**** RECORDS FOR THE TASK
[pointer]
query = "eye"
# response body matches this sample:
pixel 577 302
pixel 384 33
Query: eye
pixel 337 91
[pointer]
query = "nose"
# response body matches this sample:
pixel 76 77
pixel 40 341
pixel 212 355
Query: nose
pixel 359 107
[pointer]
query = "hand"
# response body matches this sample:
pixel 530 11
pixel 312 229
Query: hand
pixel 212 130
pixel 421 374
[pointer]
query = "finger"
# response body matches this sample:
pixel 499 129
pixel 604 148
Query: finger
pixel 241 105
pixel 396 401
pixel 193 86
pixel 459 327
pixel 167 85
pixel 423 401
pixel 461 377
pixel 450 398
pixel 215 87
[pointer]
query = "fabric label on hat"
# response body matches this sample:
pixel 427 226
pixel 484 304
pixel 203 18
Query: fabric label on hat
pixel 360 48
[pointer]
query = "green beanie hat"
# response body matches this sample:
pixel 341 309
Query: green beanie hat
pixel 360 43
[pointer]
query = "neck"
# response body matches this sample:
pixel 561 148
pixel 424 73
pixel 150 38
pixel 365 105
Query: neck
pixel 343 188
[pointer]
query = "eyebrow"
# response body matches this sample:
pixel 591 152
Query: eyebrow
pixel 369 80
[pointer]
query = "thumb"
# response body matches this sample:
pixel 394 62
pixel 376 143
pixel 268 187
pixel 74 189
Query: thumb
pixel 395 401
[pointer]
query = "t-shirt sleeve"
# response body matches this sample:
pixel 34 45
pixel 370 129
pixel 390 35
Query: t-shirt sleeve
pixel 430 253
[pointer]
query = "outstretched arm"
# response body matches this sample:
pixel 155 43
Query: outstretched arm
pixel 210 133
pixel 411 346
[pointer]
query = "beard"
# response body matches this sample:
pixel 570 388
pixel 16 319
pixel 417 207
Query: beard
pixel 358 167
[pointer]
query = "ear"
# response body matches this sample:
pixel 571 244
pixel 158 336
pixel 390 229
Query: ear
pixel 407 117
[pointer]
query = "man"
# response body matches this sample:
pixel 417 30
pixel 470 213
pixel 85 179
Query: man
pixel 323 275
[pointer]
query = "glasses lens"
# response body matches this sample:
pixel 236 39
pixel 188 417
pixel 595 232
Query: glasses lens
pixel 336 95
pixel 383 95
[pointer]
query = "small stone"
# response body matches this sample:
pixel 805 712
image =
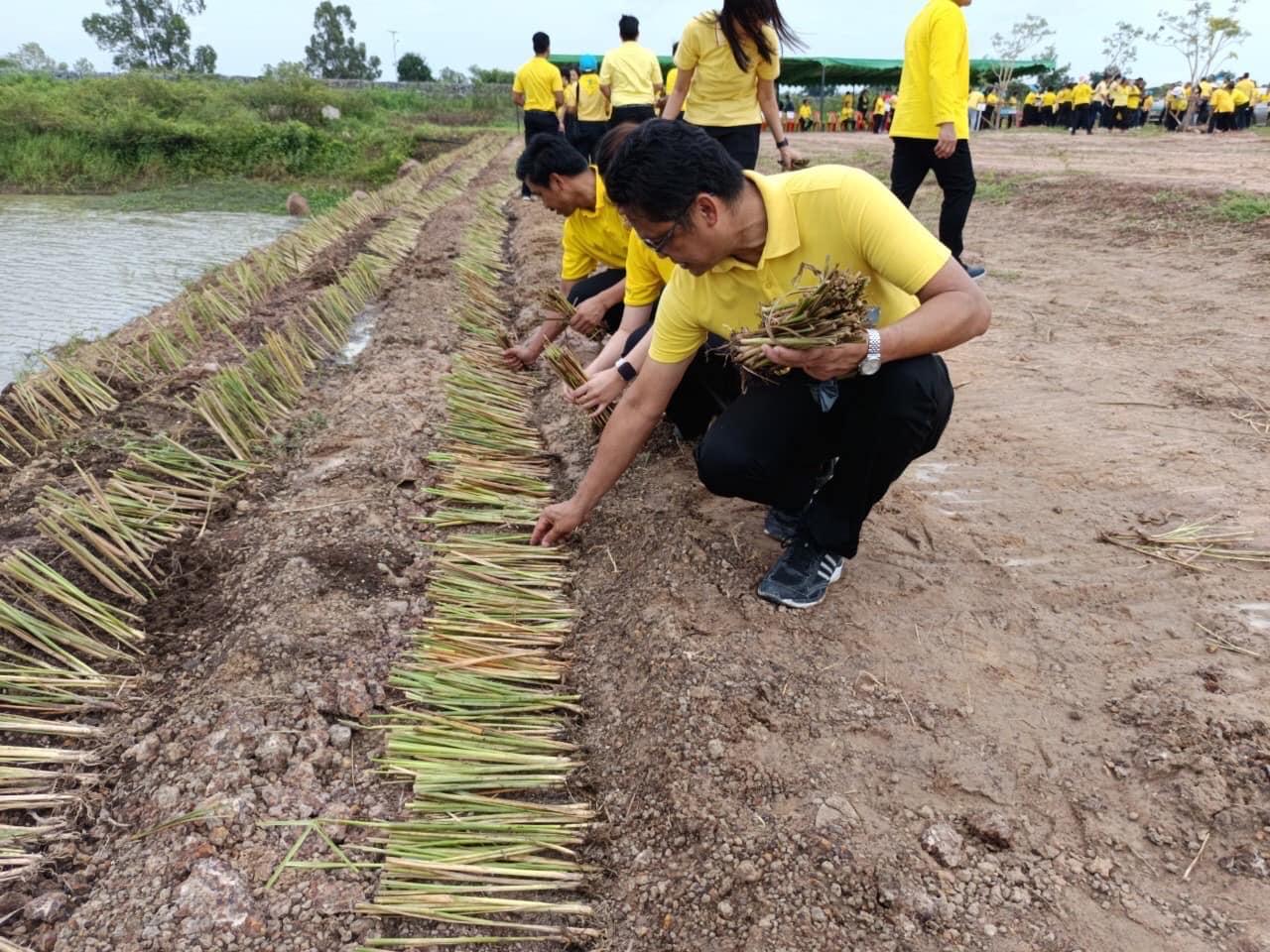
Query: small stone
pixel 340 737
pixel 944 843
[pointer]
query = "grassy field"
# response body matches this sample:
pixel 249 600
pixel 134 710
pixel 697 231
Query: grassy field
pixel 217 144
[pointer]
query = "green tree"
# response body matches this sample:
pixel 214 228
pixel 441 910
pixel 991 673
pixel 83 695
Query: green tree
pixel 494 75
pixel 413 67
pixel 1120 48
pixel 146 35
pixel 331 51
pixel 31 58
pixel 203 61
pixel 1206 41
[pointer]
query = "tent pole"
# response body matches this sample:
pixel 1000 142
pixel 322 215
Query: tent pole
pixel 822 93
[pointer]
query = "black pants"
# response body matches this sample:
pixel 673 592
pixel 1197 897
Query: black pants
pixel 630 113
pixel 592 286
pixel 739 141
pixel 710 384
pixel 910 163
pixel 587 136
pixel 539 121
pixel 772 442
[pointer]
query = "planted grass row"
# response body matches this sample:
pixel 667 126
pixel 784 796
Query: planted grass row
pixel 489 851
pixel 60 638
pixel 54 403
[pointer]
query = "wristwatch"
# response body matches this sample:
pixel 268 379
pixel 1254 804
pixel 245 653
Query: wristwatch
pixel 873 358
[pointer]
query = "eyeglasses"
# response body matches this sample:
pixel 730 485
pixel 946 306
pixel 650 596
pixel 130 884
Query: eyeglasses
pixel 658 244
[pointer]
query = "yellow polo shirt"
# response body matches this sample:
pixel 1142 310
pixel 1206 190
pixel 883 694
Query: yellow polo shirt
pixel 937 76
pixel 647 273
pixel 540 81
pixel 593 236
pixel 722 94
pixel 826 212
pixel 592 104
pixel 631 72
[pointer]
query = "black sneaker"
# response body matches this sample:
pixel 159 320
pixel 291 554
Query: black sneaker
pixel 802 575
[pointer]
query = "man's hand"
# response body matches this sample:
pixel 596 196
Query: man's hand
pixel 520 356
pixel 822 362
pixel 947 144
pixel 598 393
pixel 588 316
pixel 557 522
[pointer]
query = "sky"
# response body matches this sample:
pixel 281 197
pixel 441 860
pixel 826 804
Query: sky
pixel 249 33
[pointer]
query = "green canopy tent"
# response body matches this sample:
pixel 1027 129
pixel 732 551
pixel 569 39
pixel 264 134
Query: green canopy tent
pixel 826 71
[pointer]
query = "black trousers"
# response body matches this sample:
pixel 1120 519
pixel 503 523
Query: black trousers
pixel 772 442
pixel 587 137
pixel 593 285
pixel 912 159
pixel 630 113
pixel 539 121
pixel 739 141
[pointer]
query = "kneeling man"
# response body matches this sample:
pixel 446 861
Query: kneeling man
pixel 822 444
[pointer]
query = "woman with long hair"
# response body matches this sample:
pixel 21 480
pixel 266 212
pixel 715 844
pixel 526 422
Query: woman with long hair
pixel 730 59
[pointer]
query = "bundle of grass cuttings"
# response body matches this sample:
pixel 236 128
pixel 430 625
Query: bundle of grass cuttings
pixel 563 309
pixel 829 312
pixel 567 367
pixel 1191 542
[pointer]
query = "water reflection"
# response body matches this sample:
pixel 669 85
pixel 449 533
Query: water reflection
pixel 66 271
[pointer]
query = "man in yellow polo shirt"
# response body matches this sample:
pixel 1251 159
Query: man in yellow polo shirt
pixel 630 76
pixel 539 89
pixel 858 412
pixel 593 235
pixel 930 130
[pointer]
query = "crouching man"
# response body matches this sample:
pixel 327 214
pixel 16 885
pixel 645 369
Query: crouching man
pixel 822 444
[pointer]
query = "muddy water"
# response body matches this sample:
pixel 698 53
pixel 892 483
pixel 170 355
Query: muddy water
pixel 66 271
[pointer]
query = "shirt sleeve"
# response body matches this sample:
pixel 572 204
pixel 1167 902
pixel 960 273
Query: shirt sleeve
pixel 892 241
pixel 770 70
pixel 676 336
pixel 688 55
pixel 575 263
pixel 948 39
pixel 643 278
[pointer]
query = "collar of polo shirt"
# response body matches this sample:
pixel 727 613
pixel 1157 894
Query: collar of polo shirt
pixel 783 235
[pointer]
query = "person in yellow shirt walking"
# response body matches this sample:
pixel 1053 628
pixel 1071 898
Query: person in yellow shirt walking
pixel 821 444
pixel 1082 98
pixel 930 131
pixel 730 59
pixel 592 109
pixel 539 89
pixel 594 236
pixel 630 76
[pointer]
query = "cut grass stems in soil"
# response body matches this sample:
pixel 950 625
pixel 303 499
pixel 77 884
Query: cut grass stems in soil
pixel 1192 542
pixel 570 370
pixel 116 527
pixel 826 313
pixel 489 849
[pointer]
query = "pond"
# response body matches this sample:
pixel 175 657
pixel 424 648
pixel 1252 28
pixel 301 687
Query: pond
pixel 67 271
********
Copy out the material above word for word, everything from its first line down to the line containing "pixel 944 843", including both ends. Leave the pictures out of your copy.

> FINISHED ANSWER:
[pointer]
query = "eye"
# response body matches this sample:
pixel 577 302
pixel 384 33
Query: eye
pixel 337 91
[pointer]
query = "nose"
# response body matches this sample:
pixel 76 77
pixel 40 341
pixel 212 355
Query: nose
pixel 359 107
[pointer]
query = "hand"
# response body matches this sample:
pixel 530 11
pixel 312 229
Query: hand
pixel 212 130
pixel 421 374
[pointer]
query = "finger"
# response body matches this sample:
pixel 499 129
pixel 604 148
Query: finger
pixel 241 105
pixel 396 401
pixel 193 86
pixel 459 327
pixel 167 85
pixel 423 401
pixel 461 377
pixel 450 398
pixel 215 87
[pointer]
query = "fabric label on hat"
# response body matches this sample:
pixel 427 226
pixel 484 304
pixel 203 18
Query: fabric label on hat
pixel 360 48
[pointer]
query = "green beanie hat"
# response body matches this sample:
pixel 341 309
Query: green beanie hat
pixel 360 43
[pointer]
query = "neck"
# response body matches this sample:
pixel 561 148
pixel 424 73
pixel 150 38
pixel 365 105
Query: neck
pixel 343 188
[pointer]
query = "eyebrow"
# response body matches this sample:
pixel 591 152
Query: eyebrow
pixel 369 80
[pointer]
query = "thumb"
# response body matches this sample:
pixel 394 62
pixel 376 143
pixel 268 187
pixel 74 189
Query: thumb
pixel 395 401
[pointer]
query = "t-shirt sleeve"
# response body matches this sample:
pixel 34 45
pixel 370 129
pixel 390 35
Query: t-shirt sleeve
pixel 430 253
[pointer]
query = "outstretched arm"
# response body matches this sample:
pixel 155 43
Query: outstretched arm
pixel 210 133
pixel 411 346
[pointer]
query = "beard"
# response body matches this sample:
pixel 570 388
pixel 16 319
pixel 417 207
Query: beard
pixel 358 167
[pointer]
query = "ear"
# response body matches this sample:
pixel 571 244
pixel 158 336
pixel 390 229
Query: ear
pixel 407 117
[pointer]
query = "man"
# response body matches this sample:
pixel 417 30
pixel 470 213
pixel 85 179
Query: man
pixel 323 275
[pointer]
query = "glasses lens"
# response body matches this sample:
pixel 236 39
pixel 188 417
pixel 595 232
Query: glasses lens
pixel 336 95
pixel 383 95
[pointer]
query = "small stone"
# response body matches this sample:
pixel 805 712
image =
Query: small stone
pixel 340 737
pixel 944 843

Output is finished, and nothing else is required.